* TASK TO CARRY OUT *
Pick out every line in the items below that contains the string "salad", and copy each one unchanged.

*-*-*

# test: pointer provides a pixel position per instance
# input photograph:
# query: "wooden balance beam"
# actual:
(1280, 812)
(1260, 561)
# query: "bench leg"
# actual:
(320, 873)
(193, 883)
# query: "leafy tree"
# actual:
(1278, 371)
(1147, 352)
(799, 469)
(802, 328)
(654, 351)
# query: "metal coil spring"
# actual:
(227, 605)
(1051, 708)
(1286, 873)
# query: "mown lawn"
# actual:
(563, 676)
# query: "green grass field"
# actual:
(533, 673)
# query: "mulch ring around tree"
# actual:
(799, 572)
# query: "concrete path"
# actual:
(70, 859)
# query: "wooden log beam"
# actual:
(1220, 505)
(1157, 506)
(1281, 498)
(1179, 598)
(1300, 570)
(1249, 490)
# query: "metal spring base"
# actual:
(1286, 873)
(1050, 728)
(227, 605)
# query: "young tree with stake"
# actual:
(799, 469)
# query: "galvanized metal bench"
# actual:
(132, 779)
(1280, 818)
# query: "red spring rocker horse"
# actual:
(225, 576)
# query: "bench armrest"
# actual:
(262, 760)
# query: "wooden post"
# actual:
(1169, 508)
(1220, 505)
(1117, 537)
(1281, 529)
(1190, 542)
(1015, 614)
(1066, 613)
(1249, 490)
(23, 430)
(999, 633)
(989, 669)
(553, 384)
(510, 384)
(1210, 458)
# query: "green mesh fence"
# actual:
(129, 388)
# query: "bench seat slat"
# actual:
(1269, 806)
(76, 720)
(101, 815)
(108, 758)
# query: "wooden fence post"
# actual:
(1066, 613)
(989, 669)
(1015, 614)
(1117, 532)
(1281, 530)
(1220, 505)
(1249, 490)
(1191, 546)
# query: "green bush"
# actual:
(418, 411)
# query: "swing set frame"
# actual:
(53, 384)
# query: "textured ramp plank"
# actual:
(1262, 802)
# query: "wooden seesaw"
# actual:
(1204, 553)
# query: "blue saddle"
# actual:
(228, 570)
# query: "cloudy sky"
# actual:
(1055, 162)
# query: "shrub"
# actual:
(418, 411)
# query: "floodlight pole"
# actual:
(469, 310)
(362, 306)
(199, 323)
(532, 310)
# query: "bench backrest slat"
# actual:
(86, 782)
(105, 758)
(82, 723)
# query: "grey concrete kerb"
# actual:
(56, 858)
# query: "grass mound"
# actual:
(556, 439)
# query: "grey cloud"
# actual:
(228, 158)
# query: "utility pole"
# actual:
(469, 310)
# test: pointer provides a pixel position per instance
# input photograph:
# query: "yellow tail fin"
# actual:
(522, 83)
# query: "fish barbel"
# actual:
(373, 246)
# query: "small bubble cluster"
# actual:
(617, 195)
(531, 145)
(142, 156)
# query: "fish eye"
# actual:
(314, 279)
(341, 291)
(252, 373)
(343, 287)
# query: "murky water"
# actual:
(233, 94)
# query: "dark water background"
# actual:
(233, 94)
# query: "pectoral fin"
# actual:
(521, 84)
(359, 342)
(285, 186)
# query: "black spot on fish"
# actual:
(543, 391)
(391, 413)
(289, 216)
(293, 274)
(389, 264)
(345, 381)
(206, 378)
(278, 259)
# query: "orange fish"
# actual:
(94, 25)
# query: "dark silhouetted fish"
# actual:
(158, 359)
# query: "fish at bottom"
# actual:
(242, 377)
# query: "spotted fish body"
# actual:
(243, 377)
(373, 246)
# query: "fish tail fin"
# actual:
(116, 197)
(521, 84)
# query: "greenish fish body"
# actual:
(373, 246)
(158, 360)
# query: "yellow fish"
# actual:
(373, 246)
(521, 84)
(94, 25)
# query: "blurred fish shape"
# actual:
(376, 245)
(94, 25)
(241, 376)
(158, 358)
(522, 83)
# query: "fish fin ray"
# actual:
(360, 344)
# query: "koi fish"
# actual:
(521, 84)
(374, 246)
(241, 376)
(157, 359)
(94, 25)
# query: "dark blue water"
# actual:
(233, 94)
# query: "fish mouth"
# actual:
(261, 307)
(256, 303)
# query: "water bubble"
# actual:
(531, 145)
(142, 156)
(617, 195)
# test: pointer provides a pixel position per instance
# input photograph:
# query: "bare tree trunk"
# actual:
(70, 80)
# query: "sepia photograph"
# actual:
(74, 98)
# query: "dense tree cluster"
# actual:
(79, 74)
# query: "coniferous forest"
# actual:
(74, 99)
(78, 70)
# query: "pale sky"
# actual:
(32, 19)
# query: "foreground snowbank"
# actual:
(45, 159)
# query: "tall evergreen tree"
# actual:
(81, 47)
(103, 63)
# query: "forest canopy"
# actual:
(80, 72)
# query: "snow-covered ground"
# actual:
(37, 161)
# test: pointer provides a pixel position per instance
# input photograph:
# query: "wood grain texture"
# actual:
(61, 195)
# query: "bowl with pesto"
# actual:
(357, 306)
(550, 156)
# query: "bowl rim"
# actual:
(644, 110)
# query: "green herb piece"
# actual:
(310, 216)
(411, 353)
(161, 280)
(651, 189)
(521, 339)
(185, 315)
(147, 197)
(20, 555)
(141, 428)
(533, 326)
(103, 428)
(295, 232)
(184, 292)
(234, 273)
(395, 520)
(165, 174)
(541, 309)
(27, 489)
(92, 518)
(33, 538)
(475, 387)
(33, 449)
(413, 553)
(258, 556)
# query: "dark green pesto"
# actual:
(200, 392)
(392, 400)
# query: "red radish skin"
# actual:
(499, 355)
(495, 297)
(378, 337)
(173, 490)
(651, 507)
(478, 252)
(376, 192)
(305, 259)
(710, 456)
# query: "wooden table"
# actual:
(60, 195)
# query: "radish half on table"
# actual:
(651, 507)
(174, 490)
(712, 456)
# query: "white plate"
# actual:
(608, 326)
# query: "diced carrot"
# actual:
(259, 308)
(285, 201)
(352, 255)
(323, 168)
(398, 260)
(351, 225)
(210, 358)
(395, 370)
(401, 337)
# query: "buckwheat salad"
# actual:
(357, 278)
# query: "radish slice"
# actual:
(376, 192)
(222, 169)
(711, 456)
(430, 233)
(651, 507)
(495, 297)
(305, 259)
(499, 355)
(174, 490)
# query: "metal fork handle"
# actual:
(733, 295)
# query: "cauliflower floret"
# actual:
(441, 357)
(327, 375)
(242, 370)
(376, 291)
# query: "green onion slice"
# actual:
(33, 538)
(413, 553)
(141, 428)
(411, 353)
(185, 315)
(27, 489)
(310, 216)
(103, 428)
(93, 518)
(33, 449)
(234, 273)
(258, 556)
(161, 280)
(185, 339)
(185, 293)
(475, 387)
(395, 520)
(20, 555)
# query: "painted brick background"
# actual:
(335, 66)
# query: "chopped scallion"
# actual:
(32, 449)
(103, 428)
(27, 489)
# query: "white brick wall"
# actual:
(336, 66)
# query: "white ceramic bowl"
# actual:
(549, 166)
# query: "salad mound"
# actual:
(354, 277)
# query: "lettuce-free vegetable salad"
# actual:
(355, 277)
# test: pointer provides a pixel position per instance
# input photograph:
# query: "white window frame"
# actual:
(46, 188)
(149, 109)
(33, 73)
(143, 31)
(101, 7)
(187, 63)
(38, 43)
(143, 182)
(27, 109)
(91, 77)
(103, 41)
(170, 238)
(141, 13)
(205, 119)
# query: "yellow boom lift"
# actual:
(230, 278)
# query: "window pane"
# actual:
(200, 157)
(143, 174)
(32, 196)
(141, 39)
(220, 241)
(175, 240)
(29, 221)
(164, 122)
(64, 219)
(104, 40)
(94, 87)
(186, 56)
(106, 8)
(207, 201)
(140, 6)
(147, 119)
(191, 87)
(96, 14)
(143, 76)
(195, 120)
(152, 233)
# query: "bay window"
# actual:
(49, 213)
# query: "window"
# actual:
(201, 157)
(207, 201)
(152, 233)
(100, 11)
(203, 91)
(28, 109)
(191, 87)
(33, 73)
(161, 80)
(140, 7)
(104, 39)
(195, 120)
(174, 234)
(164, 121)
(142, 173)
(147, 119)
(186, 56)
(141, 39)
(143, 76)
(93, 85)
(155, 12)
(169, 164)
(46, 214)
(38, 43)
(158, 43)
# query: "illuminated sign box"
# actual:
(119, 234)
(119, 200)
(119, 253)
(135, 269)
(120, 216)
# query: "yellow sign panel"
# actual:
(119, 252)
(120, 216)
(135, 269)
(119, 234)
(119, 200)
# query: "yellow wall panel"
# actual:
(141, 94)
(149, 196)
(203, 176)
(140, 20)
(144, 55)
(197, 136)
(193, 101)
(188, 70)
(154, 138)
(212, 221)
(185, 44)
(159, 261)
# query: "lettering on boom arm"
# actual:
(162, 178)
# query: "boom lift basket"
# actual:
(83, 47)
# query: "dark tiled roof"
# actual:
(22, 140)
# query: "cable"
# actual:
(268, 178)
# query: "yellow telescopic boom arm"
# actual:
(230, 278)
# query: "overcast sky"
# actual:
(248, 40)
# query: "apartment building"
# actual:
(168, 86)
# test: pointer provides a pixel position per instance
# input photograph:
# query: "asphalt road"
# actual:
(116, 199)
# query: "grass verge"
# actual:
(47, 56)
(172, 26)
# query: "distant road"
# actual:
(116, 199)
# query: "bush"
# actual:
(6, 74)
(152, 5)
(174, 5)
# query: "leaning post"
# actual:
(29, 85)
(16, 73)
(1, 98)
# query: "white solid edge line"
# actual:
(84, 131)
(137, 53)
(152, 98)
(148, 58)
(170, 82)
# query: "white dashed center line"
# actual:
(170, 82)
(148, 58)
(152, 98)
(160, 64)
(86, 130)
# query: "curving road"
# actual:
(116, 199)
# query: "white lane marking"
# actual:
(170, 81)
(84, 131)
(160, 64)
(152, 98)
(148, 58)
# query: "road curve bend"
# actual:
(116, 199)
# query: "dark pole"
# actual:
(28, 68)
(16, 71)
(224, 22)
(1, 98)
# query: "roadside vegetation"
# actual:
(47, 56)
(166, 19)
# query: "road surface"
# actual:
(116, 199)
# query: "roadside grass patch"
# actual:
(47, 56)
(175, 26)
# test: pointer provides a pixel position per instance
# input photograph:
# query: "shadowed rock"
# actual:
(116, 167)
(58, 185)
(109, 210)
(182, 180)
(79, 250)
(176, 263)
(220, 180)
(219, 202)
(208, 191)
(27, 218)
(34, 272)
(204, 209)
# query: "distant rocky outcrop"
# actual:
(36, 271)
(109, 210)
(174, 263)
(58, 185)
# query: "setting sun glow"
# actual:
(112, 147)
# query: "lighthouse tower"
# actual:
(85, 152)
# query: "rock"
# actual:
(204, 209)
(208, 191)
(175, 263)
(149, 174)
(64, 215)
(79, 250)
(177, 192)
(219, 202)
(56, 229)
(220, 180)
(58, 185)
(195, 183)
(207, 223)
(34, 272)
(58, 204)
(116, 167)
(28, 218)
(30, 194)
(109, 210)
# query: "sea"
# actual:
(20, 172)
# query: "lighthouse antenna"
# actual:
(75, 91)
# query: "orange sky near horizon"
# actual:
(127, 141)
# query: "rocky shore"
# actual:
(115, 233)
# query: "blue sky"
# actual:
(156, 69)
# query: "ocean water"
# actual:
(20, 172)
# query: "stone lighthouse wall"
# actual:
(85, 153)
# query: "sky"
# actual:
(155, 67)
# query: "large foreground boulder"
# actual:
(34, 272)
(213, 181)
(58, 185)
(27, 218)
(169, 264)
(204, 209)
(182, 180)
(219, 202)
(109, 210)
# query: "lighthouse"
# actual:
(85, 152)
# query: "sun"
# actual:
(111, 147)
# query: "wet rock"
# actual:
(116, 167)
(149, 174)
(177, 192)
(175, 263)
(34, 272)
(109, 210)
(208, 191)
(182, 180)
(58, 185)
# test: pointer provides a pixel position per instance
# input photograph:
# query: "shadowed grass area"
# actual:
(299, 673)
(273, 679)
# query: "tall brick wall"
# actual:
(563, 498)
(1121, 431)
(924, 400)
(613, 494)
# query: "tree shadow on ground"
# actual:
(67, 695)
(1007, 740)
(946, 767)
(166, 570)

*-*-*

* RESPONSE *
# query: "buckwheat salad"
# query: "salad mound"
# query: "lettuce-free vegetable salad"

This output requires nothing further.